WHAT TO WORK ON: Could you rewrite the records below with "road" replaced by "street" and everything else left unchanged?
Begin ROWS
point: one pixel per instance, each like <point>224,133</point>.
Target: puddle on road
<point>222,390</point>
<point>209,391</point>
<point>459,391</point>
End ROWS
SOLUTION:
point: one pixel per instance, each like <point>224,133</point>.
Target: puddle on street
<point>222,390</point>
<point>209,391</point>
<point>459,391</point>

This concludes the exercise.